> [Problem to work on]
Reproduce verbatim the lines of the listing beginning with the line that contains "Would you be willing to mark the llama's ear" and continuing through the end of the listing, both ends included.

Part of a data file:
-- -- --

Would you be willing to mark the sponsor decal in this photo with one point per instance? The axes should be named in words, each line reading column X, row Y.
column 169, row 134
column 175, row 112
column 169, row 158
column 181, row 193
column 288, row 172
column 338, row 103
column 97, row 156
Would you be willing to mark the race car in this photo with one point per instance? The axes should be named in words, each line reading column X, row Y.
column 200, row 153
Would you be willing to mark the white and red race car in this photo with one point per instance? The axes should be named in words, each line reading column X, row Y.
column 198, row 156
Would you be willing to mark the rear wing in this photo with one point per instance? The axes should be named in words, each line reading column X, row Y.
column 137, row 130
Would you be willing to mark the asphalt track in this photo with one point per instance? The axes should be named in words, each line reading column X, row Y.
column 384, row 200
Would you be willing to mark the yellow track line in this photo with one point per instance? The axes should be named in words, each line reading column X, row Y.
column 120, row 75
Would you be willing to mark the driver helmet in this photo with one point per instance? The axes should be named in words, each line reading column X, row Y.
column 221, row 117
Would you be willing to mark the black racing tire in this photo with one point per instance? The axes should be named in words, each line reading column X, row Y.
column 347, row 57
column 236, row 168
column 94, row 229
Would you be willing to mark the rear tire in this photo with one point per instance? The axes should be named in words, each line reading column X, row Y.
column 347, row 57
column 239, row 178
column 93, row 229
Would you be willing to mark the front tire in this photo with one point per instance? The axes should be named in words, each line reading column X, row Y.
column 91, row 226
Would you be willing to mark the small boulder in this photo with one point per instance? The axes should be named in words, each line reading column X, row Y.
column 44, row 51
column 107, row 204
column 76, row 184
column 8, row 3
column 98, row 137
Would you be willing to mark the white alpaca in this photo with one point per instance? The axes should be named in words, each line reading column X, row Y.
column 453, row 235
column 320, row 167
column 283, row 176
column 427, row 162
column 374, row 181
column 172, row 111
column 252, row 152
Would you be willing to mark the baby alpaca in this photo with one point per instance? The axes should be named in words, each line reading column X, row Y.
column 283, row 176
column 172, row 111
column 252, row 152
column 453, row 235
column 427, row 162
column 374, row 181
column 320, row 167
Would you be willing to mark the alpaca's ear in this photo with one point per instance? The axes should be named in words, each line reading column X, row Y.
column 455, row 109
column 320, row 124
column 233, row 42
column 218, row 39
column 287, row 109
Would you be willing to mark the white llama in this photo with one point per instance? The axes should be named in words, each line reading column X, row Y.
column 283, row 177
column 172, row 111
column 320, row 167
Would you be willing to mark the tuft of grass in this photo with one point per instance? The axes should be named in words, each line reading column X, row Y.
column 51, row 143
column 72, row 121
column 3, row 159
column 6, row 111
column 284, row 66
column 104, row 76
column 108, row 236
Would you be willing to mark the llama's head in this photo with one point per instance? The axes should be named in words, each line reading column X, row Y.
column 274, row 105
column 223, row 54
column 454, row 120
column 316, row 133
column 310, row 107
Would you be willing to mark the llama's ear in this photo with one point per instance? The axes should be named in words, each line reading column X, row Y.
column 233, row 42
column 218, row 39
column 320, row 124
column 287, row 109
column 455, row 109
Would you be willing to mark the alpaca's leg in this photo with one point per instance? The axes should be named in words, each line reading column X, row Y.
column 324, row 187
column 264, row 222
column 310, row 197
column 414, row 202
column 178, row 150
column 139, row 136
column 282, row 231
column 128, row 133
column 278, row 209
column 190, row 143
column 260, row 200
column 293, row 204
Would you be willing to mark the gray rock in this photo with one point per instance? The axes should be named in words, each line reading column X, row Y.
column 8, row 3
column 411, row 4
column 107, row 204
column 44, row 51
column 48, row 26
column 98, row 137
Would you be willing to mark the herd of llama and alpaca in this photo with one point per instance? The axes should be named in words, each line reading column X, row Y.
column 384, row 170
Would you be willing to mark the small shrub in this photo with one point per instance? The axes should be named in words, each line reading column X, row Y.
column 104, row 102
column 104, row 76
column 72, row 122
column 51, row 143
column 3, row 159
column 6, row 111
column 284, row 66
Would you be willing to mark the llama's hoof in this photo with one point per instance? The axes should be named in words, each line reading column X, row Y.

-- -- --

> [Complete response]
Would you be willing to mark the llama's ear in this photo with one point per instance? The axes should be named in words, each line reading column X, row Y.
column 233, row 42
column 218, row 39
column 320, row 124
column 287, row 109
column 455, row 109
Would you be willing to mark the alpaca's leg in this photo with one point per instance? The axes should be named in words, each line reading column X, row Y.
column 324, row 187
column 264, row 222
column 310, row 197
column 414, row 202
column 178, row 150
column 139, row 136
column 282, row 231
column 128, row 133
column 278, row 209
column 190, row 143
column 260, row 200
column 293, row 204
Would you be willing to mark the gray rock in this photo with one point per instance? The axes should be named in words, each line reading column X, row Y.
column 8, row 3
column 411, row 4
column 107, row 204
column 44, row 51
column 48, row 26
column 98, row 137
Would you be willing to mark the herd of llama and alpaca in this photo with one point per instance? The axes should be named in words, each line reading column X, row Y.
column 384, row 170
Would you be willing to mark the small shrub in this photo with one point per instance? The axes should be named in words, each line reading column X, row Y.
column 104, row 102
column 104, row 76
column 72, row 122
column 51, row 143
column 3, row 159
column 6, row 111
column 284, row 66
Would you be willing to mark the llama's hoof in this photo with one point per instance? The axes should be named in words, each line reading column X, row Y.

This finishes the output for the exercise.